> _TASK DETAILS_: You are to retype exactly the line with "Could you locate every yellow" and every line after it in the entries below.

> _Stored data entries_:
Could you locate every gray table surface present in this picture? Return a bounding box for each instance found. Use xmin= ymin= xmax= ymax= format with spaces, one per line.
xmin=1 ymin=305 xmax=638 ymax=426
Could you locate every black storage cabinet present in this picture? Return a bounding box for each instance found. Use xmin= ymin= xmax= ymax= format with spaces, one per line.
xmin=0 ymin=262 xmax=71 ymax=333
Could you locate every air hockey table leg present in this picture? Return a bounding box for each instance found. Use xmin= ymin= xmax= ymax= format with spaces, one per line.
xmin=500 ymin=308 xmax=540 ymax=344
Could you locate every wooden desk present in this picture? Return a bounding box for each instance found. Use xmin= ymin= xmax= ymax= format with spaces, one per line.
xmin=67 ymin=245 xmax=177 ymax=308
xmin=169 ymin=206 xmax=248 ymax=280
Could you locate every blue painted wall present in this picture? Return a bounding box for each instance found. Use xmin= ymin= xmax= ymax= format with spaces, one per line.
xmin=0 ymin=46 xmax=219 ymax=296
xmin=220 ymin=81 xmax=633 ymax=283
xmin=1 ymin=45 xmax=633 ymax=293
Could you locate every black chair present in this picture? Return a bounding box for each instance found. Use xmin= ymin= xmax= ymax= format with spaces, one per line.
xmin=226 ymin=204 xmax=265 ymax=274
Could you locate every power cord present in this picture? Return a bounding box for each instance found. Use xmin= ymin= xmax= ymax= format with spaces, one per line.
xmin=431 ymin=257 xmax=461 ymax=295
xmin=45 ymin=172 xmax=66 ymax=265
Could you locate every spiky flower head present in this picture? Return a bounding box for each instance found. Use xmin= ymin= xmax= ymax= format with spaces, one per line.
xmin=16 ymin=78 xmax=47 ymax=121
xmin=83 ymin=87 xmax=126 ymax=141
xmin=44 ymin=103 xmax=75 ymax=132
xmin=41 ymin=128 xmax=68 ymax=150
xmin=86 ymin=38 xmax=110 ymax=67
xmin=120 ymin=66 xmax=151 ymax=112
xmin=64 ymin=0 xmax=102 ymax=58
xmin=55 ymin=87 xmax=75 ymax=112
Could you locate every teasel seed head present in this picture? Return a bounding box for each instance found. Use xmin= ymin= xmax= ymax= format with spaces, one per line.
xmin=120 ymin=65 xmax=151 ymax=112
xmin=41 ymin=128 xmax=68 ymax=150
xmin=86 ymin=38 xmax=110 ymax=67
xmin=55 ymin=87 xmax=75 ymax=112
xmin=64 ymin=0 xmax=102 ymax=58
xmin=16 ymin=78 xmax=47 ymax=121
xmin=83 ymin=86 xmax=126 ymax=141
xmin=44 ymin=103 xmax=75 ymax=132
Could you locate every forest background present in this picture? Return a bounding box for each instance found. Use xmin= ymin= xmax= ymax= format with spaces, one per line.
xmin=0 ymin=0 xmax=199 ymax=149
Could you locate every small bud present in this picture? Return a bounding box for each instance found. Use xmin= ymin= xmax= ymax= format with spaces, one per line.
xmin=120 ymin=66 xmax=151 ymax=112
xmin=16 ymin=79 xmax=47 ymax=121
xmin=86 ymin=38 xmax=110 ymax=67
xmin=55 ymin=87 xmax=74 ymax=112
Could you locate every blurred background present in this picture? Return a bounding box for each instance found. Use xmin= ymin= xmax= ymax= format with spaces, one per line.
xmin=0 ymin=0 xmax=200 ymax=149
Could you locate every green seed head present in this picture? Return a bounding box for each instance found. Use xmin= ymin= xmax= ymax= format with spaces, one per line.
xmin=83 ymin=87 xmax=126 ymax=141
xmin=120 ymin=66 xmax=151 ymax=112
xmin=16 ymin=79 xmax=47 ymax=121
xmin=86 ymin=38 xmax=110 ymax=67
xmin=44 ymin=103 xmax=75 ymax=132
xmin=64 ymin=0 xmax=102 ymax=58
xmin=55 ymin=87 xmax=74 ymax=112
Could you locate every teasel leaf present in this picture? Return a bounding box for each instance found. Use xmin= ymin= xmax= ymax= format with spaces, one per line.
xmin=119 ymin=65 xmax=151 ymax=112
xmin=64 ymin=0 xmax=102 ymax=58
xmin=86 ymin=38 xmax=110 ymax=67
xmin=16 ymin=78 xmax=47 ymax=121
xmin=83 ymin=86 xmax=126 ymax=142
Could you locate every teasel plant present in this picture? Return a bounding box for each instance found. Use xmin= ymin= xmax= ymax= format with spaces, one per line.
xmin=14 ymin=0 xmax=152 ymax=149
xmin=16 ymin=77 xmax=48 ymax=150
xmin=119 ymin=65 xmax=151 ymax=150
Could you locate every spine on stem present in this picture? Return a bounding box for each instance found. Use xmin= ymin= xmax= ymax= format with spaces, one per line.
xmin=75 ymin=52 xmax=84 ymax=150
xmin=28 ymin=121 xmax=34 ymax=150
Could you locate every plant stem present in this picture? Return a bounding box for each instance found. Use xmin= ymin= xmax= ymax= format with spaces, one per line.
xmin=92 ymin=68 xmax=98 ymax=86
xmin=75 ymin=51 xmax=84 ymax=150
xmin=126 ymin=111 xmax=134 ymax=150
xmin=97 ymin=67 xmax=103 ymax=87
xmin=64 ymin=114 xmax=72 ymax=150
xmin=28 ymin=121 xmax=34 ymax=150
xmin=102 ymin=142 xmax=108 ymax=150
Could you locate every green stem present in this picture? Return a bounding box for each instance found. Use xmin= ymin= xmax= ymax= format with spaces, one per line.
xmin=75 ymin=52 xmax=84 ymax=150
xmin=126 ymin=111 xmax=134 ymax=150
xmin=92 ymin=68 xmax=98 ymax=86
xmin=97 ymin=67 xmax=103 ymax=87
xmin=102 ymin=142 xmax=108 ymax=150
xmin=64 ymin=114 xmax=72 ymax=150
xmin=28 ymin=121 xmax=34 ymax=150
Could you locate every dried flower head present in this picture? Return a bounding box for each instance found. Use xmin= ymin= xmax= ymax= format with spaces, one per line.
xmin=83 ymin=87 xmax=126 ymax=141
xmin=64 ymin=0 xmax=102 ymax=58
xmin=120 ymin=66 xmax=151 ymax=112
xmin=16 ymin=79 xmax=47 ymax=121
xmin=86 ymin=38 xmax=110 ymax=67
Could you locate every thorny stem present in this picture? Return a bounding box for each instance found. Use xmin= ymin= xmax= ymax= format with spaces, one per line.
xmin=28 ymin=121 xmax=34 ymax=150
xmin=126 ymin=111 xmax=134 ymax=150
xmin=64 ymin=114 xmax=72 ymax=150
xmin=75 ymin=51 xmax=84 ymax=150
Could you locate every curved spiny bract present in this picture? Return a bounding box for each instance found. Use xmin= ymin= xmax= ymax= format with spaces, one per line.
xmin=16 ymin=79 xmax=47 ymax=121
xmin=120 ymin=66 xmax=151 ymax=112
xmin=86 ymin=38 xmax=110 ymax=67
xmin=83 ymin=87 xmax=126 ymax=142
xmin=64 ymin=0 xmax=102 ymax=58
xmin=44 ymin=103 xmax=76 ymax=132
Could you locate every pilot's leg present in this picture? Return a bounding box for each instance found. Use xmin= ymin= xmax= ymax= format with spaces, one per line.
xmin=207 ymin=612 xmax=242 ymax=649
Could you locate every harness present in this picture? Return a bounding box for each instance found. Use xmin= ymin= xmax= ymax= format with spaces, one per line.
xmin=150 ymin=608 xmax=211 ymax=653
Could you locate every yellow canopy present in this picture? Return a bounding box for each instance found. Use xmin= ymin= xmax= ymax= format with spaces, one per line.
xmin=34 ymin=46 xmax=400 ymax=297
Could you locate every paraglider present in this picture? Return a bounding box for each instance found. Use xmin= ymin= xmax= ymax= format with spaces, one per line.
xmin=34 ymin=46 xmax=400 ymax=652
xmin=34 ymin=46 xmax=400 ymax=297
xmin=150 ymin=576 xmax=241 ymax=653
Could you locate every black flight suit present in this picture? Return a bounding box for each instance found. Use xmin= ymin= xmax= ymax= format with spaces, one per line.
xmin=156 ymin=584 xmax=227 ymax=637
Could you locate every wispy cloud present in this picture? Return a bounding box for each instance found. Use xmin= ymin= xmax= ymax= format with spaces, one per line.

> _EXPECTED ANSWER_:
Could you locate every yellow canopy present in this picture? Return a bounding box for each instance found. Use xmin= ymin= xmax= ymax= format with spaces, one per line.
xmin=34 ymin=46 xmax=400 ymax=297
Could you locate every paraglider present in this picture? Return a bounding box for each instance found. Use xmin= ymin= xmax= ymax= format with spaces, one per line.
xmin=34 ymin=46 xmax=400 ymax=652
xmin=34 ymin=46 xmax=400 ymax=297
xmin=150 ymin=576 xmax=241 ymax=653
Could you locate every black flight suit present in this picture? Return a bounding box for each instance found. Use xmin= ymin= xmax= ymax= format with spaces, one per line.
xmin=156 ymin=584 xmax=227 ymax=637
Could you locate every wispy cloud present in this picture? Return a bounding box for each instance found. Use xmin= ymin= xmax= ymax= format with spaces, one per line.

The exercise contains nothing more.